> [Short problem]: Retype the text lines of the items below word for word, omitting the pictures.

Input for this task start

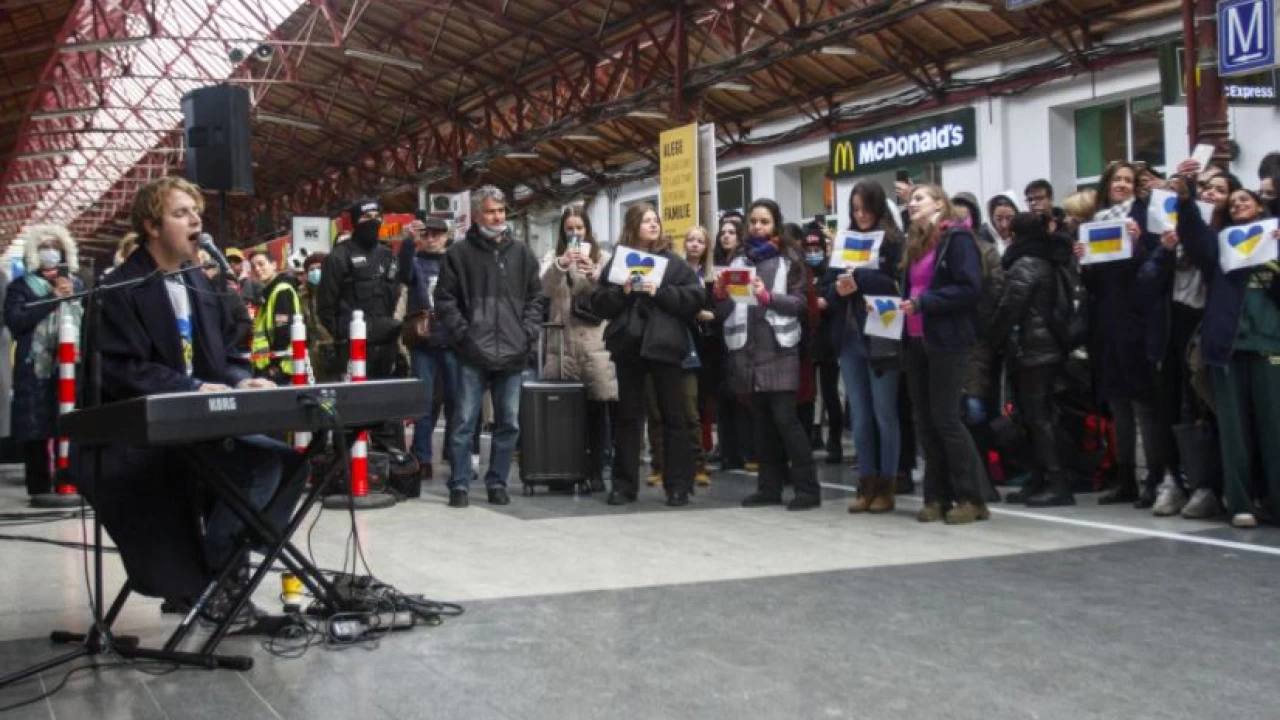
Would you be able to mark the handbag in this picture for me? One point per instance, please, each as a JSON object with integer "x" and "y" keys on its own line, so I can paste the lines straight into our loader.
{"x": 416, "y": 328}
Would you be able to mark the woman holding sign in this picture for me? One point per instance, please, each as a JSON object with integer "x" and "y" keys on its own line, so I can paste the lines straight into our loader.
{"x": 940, "y": 296}
{"x": 649, "y": 296}
{"x": 1240, "y": 342}
{"x": 762, "y": 332}
{"x": 871, "y": 378}
{"x": 568, "y": 282}
{"x": 1124, "y": 379}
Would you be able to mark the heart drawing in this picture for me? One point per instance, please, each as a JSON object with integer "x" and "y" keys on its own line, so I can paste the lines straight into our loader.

Input for this task end

> [Finished task]:
Would you be able to mark the handbag in this picture for me? One point per instance, please, each as a JSON object with integer "x" and "y" keys on its own line, so I can paste the lines straight into our loader.
{"x": 416, "y": 328}
Would you be able to mark the woman holding sign in this picture for me? One point per instance, please, each as a JSON object with integer "x" and "y" keys on its own line, so I can paste the lines straight into our loader.
{"x": 940, "y": 296}
{"x": 649, "y": 296}
{"x": 1240, "y": 342}
{"x": 762, "y": 332}
{"x": 871, "y": 378}
{"x": 568, "y": 282}
{"x": 1124, "y": 379}
Would you be able to mark the heart drawing in this picture for me? One point per instance, please, each as a JSON object with integer "x" and "y" keys on its own line, so I can paste the lines straight into our loader.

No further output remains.